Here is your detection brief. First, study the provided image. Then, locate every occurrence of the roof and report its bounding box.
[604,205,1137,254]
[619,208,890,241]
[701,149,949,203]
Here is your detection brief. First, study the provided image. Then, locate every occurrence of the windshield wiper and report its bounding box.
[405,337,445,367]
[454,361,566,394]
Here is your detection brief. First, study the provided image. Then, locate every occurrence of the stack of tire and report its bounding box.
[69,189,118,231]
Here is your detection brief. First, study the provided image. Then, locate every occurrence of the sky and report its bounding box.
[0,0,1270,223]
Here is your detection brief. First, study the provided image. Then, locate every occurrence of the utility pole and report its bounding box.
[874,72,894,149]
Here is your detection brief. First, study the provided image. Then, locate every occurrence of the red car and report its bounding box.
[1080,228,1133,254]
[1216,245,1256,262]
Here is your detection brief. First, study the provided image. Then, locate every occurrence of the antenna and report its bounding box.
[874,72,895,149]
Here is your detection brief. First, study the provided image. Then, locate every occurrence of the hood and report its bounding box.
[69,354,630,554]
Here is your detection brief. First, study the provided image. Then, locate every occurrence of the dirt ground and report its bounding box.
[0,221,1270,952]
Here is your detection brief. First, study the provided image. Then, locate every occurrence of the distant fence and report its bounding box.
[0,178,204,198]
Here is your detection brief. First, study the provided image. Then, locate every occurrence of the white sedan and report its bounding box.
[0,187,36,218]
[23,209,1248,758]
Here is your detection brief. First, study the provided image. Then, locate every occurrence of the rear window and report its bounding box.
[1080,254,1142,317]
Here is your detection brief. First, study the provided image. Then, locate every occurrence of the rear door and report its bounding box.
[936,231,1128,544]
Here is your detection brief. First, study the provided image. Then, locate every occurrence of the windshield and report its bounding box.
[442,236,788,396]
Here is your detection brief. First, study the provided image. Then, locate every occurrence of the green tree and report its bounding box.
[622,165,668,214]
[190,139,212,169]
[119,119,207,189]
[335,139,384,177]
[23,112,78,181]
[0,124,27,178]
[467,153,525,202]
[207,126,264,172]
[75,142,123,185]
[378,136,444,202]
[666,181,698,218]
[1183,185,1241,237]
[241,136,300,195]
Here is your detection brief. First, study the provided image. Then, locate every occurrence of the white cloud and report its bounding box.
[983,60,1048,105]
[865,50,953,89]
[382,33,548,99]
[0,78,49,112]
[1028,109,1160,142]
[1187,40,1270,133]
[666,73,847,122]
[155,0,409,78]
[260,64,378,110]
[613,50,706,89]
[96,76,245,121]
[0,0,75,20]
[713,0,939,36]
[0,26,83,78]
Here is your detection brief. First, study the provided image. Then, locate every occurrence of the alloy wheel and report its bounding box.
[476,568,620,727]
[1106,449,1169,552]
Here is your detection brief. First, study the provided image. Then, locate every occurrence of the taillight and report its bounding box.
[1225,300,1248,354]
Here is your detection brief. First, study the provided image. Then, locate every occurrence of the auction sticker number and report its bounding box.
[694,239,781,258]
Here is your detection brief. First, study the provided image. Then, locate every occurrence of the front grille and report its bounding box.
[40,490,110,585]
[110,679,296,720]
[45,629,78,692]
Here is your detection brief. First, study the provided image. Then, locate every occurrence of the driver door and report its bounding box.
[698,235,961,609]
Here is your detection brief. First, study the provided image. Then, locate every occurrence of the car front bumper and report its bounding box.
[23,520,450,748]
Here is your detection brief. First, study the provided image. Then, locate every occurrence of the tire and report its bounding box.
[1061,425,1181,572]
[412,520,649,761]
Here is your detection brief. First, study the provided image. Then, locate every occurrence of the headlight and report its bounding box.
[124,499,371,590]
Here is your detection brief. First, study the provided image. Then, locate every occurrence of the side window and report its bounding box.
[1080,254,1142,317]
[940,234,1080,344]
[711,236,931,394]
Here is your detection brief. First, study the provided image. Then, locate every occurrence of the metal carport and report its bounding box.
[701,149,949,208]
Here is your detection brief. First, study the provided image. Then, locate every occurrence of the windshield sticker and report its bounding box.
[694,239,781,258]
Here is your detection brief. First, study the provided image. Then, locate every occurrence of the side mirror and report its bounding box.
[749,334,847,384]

━━━━━━━━

▶ **任务说明**
将上面的全部数据逐行原样输出，一行也不要改动。

▶ **任务回答**
Here is your detection brief. First, study the provided image. Then, locate every occurrence of the roof and report its bounding box.
[604,205,1137,254]
[619,208,890,241]
[701,149,949,203]
Here is your detection brief. First, study the provided image. Then, locate every occurrence of the windshield wiper and report its bounding box.
[405,337,445,367]
[454,361,566,394]
Here is your detection brief. First, study the provided image. Then, locate every occurrence of the stack of tire and report its bounding box.
[69,189,118,231]
Here is your detection brief. First, study the provided image. Then, locate every occurrence of the sky and report its bounding box.
[0,0,1270,223]
Here is your detection brief. First, study the provided image. Then, locate every occurrence of the utility pole and report its bounding box.
[874,72,894,149]
Here is your detection brief. First, study the provided image. Then, locate every occurrence of the red car and report its bounding box.
[1080,228,1133,254]
[1216,245,1256,262]
Here is your detection brief. First, study the provided image. Then, locate every occurrence of the antenna and report its bounding box.
[874,72,895,149]
Here is your detection brief. First, study the provided image. Then, locate every occurrence of the hood and report its bounding box.
[69,354,630,554]
Here is your detection brief. First, study the provided image. Then, locate every occurrence of the dirt ground and report its bounding box.
[0,221,1270,952]
Here is your detection brief. First, study the provided image. Then, locate every occurrence of the distant fence and report its bounding box.
[0,178,204,198]
Here is your detection brief. First, study the provided image. Then, locate every occurrence of the white sedan and report its bounding box.
[0,187,36,218]
[23,209,1248,758]
Here is your detection brief. First, study the provided image. Then, locate every occurrence of the rear window and report its bounding box.
[1080,254,1142,317]
Here is your detection brief. First, study the provided image. Then, locate every occurrence of the rear door and report its bounding box.
[936,231,1128,544]
Here is your detection brief. First, study the provided image. Then, locate every occurrence of the windshield and report its bounding box.
[442,236,788,396]
Here is your detection brief. First, study the provided image. Then, locate every occurrence of the green tree and report its bounding box.
[622,165,668,214]
[190,139,212,169]
[119,119,207,189]
[335,139,384,177]
[23,112,78,181]
[0,124,27,178]
[467,153,525,202]
[207,126,264,172]
[75,142,123,185]
[378,136,444,202]
[666,181,698,218]
[1183,185,1241,237]
[241,136,300,195]
Here is your detection brief. First, study the provided image. Then, locate every occurrence of the white cloud and report its bounding box.
[983,60,1048,105]
[865,50,953,89]
[382,33,548,99]
[0,78,49,112]
[1028,109,1160,142]
[1187,40,1270,133]
[666,73,847,122]
[155,0,409,78]
[260,64,378,110]
[613,50,706,89]
[96,76,245,121]
[0,0,75,20]
[713,0,939,36]
[0,26,83,78]
Here is your detection brief. First, study the provided image. Then, locate every occurrence of the alloy wheel and report its bounding box.
[476,568,620,727]
[1106,449,1169,552]
Here is your detection brief. First, study the provided image. Then, locate every occurrence of the taillight and report its bounding box.
[1225,300,1248,354]
Here is your detection brief. First, study the provided image. Then, locate every occurrence of the auction sticker number and report its bounding box.
[694,239,781,258]
Here is your detection brief. First, study the provided image. Then, locate every occurrence of the front grille and report its bounding box.
[40,490,110,585]
[110,679,296,720]
[45,629,78,692]
Here is your detection brief. First, study the provided image. Then, locate every occurrence of the driver door and report its bounding box.
[698,235,961,609]
Here is your detection brief. First, study the provided image. Then, locate every occurrence of the car front bumper and report its bounding box.
[23,520,450,748]
Here is your detection brief. First, study the provided image. Then, locate every occurrence of the tire and report its bounding box.
[1061,425,1181,572]
[412,520,649,761]
Here is your detection brief. First, study the provided image. Then, locate every occurrence of the headlight and report its bounding box.
[124,499,371,590]
Here is your detection brief. First, study the provided image. Then, locate every occurrence of the side window and report its bounding box.
[1080,254,1142,317]
[940,234,1080,344]
[711,236,931,394]
Here is your detection brief. First, study the provided image. Then, locate every occurrence of the metal carport and report its bounding box.
[701,149,949,208]
Here is your detection brief. First, study the provided image. Then, locate every occurrence of the windshield sticker and report its bounding box.
[694,239,781,258]
Here is your detection brief. First, study the provided image. Then, locate every occurrence of the side mirror and report its bounding box.
[749,334,847,384]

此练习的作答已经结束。